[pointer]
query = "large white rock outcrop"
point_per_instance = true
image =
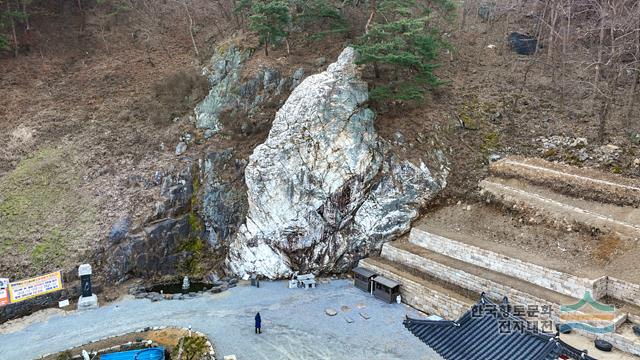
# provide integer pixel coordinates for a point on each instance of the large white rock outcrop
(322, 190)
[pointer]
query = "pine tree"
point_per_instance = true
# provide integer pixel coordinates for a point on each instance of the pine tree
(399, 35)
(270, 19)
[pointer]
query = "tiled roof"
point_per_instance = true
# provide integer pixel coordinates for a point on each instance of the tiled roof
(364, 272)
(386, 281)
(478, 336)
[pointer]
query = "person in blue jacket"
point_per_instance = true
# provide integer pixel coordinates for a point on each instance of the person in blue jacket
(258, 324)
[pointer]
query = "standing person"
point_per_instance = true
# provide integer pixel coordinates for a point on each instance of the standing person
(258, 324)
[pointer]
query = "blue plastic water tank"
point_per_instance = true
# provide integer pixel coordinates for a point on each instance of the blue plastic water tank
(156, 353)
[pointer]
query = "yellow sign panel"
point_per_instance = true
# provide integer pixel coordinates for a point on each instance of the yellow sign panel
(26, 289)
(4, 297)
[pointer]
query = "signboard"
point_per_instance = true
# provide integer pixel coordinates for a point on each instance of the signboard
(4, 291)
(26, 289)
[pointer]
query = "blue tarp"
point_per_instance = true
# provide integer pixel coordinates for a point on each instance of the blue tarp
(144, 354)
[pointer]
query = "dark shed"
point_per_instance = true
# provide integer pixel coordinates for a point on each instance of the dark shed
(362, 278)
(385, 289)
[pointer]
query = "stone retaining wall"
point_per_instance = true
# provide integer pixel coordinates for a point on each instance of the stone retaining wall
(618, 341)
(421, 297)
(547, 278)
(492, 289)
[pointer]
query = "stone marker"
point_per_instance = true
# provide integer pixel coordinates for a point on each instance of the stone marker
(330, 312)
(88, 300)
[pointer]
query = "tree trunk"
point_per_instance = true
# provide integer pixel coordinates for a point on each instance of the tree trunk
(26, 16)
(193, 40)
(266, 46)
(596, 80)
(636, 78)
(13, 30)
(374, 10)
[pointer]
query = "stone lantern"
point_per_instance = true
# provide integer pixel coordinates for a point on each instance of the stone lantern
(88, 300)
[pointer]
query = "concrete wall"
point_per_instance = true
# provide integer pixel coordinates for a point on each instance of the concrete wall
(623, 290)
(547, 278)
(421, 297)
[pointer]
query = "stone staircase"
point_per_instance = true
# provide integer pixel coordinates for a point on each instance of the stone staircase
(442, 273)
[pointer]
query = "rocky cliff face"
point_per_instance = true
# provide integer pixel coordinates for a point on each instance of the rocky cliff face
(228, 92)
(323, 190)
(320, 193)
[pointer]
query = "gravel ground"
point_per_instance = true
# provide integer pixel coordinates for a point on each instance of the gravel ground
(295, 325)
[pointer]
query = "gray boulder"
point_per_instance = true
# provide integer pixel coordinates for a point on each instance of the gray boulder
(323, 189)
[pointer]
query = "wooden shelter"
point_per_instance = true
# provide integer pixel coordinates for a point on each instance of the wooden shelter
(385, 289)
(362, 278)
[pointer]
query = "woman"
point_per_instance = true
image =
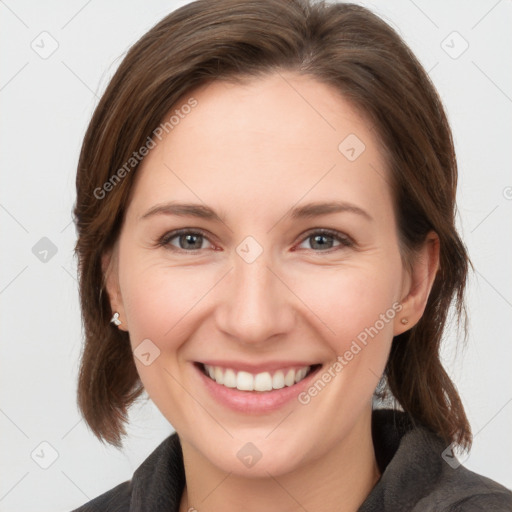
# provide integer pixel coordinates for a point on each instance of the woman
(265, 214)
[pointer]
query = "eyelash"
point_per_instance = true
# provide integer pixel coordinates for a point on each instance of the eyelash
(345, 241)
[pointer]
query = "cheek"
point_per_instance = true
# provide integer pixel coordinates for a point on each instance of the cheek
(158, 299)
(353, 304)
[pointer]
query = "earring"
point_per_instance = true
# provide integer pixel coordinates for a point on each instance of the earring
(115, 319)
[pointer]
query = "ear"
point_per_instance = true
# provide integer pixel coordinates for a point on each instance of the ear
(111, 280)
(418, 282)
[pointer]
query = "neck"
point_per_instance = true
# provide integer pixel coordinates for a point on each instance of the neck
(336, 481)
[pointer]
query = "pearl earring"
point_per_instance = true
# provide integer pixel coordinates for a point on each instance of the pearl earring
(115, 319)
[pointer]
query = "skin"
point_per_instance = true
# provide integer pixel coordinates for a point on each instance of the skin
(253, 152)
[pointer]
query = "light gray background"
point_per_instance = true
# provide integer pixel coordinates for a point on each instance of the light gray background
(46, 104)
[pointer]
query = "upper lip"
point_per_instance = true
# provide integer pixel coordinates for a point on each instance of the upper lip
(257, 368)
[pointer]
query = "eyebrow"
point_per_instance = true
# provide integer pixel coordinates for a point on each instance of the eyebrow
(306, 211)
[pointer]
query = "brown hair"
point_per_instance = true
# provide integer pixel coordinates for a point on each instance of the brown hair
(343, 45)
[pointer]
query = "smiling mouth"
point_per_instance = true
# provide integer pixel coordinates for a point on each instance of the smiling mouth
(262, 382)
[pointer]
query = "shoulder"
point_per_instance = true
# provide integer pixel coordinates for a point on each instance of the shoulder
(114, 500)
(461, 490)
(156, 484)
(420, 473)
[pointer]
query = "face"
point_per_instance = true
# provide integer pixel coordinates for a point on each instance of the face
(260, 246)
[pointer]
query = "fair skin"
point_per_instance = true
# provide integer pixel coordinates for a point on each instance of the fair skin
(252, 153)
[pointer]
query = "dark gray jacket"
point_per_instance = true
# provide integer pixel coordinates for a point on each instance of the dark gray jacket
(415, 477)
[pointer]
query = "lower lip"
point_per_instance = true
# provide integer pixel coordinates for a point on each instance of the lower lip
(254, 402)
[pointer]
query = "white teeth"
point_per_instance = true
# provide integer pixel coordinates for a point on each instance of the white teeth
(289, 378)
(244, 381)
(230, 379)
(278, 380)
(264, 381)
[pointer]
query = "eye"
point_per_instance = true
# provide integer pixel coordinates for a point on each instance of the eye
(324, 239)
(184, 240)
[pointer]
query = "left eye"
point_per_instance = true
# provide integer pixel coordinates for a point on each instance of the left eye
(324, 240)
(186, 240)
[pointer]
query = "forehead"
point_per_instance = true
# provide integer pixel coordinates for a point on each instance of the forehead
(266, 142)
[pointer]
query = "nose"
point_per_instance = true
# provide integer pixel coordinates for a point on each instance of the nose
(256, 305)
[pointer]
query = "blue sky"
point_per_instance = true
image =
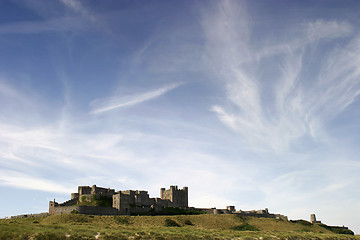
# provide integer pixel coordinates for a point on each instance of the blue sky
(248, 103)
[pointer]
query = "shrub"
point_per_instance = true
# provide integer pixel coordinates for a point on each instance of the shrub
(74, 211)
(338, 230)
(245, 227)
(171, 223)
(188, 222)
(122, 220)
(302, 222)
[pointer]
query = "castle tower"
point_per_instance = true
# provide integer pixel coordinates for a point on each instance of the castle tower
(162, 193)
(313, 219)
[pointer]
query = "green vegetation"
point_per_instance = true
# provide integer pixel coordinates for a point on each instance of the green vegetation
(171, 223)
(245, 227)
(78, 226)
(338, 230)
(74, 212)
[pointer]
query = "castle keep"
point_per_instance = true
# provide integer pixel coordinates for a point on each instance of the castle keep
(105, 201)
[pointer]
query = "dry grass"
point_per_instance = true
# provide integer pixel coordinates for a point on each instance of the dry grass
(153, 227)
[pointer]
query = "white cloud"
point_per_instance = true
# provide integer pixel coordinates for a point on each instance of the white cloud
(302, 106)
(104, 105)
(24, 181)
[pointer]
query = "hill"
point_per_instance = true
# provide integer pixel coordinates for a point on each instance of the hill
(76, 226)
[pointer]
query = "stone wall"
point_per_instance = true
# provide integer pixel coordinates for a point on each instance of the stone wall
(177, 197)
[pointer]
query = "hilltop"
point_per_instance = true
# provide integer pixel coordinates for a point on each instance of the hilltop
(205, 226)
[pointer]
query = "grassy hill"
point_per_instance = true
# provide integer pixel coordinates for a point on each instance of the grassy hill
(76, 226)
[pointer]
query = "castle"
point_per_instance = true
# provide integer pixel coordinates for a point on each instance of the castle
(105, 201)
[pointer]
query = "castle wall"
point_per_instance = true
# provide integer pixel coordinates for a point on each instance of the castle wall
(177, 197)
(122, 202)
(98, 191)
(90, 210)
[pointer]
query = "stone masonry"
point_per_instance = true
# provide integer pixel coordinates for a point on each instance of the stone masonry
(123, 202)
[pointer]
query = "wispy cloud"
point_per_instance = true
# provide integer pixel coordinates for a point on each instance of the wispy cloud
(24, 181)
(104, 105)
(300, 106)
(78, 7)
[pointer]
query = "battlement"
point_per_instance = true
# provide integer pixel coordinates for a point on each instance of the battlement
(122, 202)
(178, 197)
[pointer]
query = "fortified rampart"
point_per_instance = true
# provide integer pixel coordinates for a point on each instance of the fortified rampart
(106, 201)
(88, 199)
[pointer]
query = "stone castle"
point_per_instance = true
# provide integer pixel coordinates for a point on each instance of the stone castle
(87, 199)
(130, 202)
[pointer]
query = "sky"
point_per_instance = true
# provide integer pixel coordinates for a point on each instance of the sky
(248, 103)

## Task instructions
Report each line of the records above that contains the word "rocky".

## Task answer
query = "rocky cliff face"
# provide integer pixel coordinates for a point on each instance of the rocky cliff face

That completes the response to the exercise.